Records from a dataset
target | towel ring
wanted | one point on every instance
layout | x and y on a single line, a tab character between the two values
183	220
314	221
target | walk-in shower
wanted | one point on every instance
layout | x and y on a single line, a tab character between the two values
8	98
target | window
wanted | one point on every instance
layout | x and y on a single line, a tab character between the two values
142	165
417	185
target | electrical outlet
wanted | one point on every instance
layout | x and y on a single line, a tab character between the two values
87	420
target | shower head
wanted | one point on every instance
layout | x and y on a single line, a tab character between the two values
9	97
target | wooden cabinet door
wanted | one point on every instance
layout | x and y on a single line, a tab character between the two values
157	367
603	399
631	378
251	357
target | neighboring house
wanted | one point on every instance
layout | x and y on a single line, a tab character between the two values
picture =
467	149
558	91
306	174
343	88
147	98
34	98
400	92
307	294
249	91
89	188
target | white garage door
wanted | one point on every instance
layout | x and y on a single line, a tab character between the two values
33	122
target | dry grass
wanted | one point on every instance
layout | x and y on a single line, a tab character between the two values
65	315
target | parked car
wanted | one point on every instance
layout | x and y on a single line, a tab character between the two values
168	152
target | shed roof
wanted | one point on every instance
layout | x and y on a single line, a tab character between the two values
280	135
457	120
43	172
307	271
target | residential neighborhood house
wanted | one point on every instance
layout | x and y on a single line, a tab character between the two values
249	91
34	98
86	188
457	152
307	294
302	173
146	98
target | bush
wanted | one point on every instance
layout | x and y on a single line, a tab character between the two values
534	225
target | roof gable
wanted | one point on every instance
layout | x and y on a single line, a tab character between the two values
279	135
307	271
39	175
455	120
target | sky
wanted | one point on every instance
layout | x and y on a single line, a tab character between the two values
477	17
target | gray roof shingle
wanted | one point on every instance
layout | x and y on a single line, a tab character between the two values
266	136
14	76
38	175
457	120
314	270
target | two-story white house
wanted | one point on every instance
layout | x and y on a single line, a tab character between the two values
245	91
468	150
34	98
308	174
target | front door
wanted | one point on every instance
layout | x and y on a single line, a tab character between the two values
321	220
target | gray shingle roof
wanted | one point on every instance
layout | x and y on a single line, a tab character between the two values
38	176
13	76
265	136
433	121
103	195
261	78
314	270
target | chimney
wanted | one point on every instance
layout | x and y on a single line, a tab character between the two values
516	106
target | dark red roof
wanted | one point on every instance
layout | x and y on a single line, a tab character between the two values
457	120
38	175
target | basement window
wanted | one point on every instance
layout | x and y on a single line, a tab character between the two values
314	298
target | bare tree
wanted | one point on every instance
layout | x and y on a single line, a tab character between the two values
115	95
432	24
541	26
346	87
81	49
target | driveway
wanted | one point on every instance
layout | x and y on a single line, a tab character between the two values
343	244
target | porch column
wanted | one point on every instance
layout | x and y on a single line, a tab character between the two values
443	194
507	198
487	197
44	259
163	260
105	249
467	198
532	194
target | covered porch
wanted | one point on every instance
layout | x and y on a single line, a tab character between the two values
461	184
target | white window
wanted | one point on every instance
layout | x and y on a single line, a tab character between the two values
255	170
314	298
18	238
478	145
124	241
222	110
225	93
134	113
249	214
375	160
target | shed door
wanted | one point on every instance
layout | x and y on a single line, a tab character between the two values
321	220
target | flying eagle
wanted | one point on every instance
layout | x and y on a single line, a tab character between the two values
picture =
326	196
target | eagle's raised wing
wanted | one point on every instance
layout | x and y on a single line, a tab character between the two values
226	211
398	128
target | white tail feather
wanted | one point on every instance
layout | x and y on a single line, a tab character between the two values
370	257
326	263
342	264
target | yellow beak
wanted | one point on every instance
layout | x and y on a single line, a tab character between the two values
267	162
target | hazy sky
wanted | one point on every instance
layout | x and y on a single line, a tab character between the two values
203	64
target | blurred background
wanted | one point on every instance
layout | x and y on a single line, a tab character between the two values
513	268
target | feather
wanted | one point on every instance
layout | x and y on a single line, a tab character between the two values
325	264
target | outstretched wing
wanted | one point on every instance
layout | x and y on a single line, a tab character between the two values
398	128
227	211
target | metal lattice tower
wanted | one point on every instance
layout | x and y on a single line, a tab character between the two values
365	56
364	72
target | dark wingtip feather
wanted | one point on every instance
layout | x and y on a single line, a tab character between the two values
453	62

■ REQUIRED TASK
Each line from the one containing "target | hazy sky" to the end of the records should be echoed exactly, and no other line.

■ SOLUTION FOR THIS EXERCISE
target | hazy sky
wanted | one point on every instance
layout | x and y on a single line, a tab character between the two values
203	64
target | blurred background
wanted | one point on every instance
layout | x and y on a single line, a tab character between the two values
513	268
target | feather
wanted | one point on every instance
layout | x and y on a single line, a tab character between the two values
325	264
target | outstretched wing
wanted | one point on every instance
layout | x and y on a single line, a tab character between the two values
398	128
227	211
target | metal lattice tower
wanted | one point on every instance
layout | x and y on a single line, a tab character between the two values
365	56
364	72
target | dark wingtip feather
wanted | one point on every instance
layout | x and y on a single line, a tab character between the two values
453	62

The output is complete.